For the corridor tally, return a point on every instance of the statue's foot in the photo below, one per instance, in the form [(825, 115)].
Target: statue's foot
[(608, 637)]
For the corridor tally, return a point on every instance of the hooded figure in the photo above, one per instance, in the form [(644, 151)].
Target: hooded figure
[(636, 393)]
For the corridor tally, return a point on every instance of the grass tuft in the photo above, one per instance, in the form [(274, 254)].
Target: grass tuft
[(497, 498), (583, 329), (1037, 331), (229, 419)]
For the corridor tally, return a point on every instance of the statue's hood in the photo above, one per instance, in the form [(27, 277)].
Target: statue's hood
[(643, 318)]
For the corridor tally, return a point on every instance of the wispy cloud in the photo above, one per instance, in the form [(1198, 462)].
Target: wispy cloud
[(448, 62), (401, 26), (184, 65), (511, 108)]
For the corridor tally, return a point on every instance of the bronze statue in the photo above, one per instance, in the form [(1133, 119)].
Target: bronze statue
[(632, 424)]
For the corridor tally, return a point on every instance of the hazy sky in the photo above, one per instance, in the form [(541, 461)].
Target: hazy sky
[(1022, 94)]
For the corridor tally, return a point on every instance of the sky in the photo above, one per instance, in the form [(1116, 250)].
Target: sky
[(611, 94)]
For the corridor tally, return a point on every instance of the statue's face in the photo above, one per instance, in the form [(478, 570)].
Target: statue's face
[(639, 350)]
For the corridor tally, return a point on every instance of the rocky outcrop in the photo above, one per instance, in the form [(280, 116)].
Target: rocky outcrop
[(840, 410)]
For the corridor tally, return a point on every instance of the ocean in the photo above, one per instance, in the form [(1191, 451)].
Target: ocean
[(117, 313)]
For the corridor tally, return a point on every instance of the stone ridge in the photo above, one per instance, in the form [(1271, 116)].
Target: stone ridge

[WHAT YOU WILL DO]
Set out every line of the material above as a numbered list, leaving out any blank lines.

[PROBLEM SOLUTION]
1. For the corridor tally, return a point on every instance of the statue's foot in the photo below, one per instance, in the form [(825, 115)].
2. Target: statue's foot
3. [(608, 637)]
4. For the corridor tally, return a point on every instance of the hooded figure in the photo above, one per instance, in the form [(644, 151)].
5. Target: hooded figure
6. [(636, 393)]
7. For the corridor tally, return a point on every instance of the grass tuft in the photo above, one per instance, in the form [(274, 254)].
8. Target: grass tuft
9. [(497, 498), (583, 329), (1037, 331), (229, 419)]
10. For the corridor tally, return a point on every instance of the statue's hood in the photo above, one per instance, in the form [(27, 277)].
11. Target: statue's hood
12. [(643, 318)]
13. For the corridor tally, return a point on every instance of the wispy cloud in the photo above, one per instance, in the form [(1198, 462)].
14. Target: wispy cloud
15. [(448, 62), (401, 26), (184, 65), (511, 108)]
16. For the corridor tally, return a point on every instance of the bronze statue in the photo above, one per instance, in the form [(1133, 119)].
17. Target: bronze statue
18. [(632, 424)]
19. For the corridor tally, return a point on every instance of the hazy sky in the photo above, one per instance, in the form [(541, 461)].
20. Target: hazy sky
21. [(1022, 94)]
22. For the corridor tally, return a point on every instance of the sky in the photo above, one per instance, in the form [(1116, 250)].
23. Target: sky
24. [(611, 94)]
25. For the corridor tally, return a point on every instance of the statue's face in the photo above, one per instance, in the form [(478, 570)].
26. Target: statue's face
27. [(639, 350)]
28. For the corridor tally, return a point on every instance of the rocky outcrop in the photo above, one per instance, in the form [(280, 116)].
29. Target: rocky outcrop
30. [(840, 410)]
31. For the corridor tally, return a point on every instance of the ocean in the photo above, one per instance, in the form [(1191, 451)].
32. Target: ocean
33. [(117, 313)]
34. For the corridor tally, return a point on every instance of the stone ridge in the photo above, one per instance, in the form [(1271, 116)].
35. Target: stone ridge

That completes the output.